■ Zu erledigende Aufgaben ■
**A.** Beantworte anhand des Textauszugs über „Unterleuten“ kurz:
(i) An welchem Datum hatte das Stück Premiere?
(ii) Auf wessen Roman basiert das Stück?
(iii) Wo liegt das fiktive Dorf Unterleuten?
**B.** Gib einen Abschnitt aus dem Textauszug wortgetreu wieder, beginnend bei „Unter Leuten in Unterleuten“ und endend bei „Kosmos aufeinander treffen.“.

■ Textauszug ■
Unter Leuten in Unterleuten

(Vorschaubild (c) Thilo Beu)

Ein Dorf + seine Bewohner = ein großes Chaos

Am 23.11.2017 feierte  „Unterleuten“ seine Premiere in den Kammerspielen. Das Stück basiert auf einem Roman von Juli Zeh und erzählt die Geschichte eines fiktiven alten DDR Dorfs namens Unterleuten mitten im Nirgendwo in Brandenburg. Regisseur Jan Neumann lässt dabei sehr gelungen die unterschiedlichsten Charaktere mit den unterschiedlichsten Ansichten in einem geschlossenen Kosmos aufeinander treffen.

■ Vorliegendes Material ■
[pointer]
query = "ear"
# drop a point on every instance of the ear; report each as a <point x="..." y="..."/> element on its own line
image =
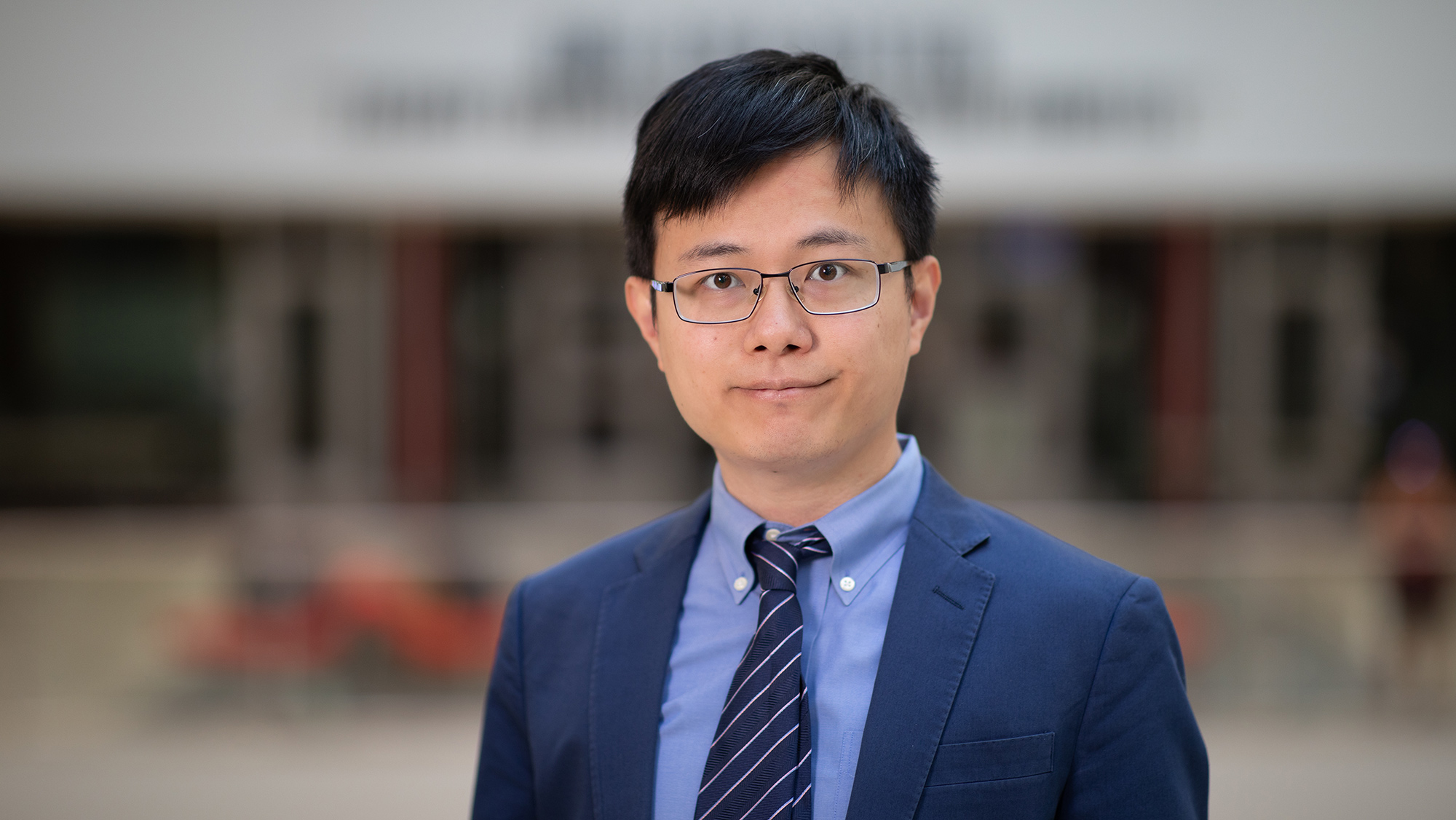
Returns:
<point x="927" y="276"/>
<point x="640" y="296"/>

* * *

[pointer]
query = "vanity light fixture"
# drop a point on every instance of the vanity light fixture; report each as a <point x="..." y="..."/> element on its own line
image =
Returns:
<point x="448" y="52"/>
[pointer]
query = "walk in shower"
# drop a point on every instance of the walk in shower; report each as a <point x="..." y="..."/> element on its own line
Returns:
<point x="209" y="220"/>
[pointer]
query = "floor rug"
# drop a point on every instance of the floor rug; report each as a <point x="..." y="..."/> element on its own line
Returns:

--

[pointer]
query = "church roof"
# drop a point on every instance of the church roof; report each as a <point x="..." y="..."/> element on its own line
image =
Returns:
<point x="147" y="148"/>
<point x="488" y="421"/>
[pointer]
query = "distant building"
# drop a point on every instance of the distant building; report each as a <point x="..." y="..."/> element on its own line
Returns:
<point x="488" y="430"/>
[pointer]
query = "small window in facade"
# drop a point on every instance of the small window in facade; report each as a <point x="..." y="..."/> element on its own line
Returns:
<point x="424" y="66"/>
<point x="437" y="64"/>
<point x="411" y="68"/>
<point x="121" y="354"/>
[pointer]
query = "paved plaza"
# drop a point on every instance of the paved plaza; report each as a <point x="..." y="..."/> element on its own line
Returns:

■ Ergebnisse der Übung ■
**A.**
(i) Am 23.11.2017.
(ii) Auf einem Roman von Juli Zeh.
(iii) Mitten im Nirgendwo in Brandenburg.

**B.**
Unter Leuten in Unterleuten

(Vorschaubild (c) Thilo Beu)

Ein Dorf + seine Bewohner = ein großes Chaos

Am 23.11.2017 feierte  „Unterleuten“ seine Premiere in den Kammerspielen. Das Stück basiert auf einem Roman von Juli Zeh und erzählt die Geschichte eines fiktiven alten DDR Dorfs namens Unterleuten mitten im Nirgendwo in Brandenburg. Regisseur Jan Neumann lässt dabei sehr gelungen die unterschiedlichsten Charaktere mit den unterschiedlichsten Ansichten in einem geschlossenen Kosmos aufeinander treffen.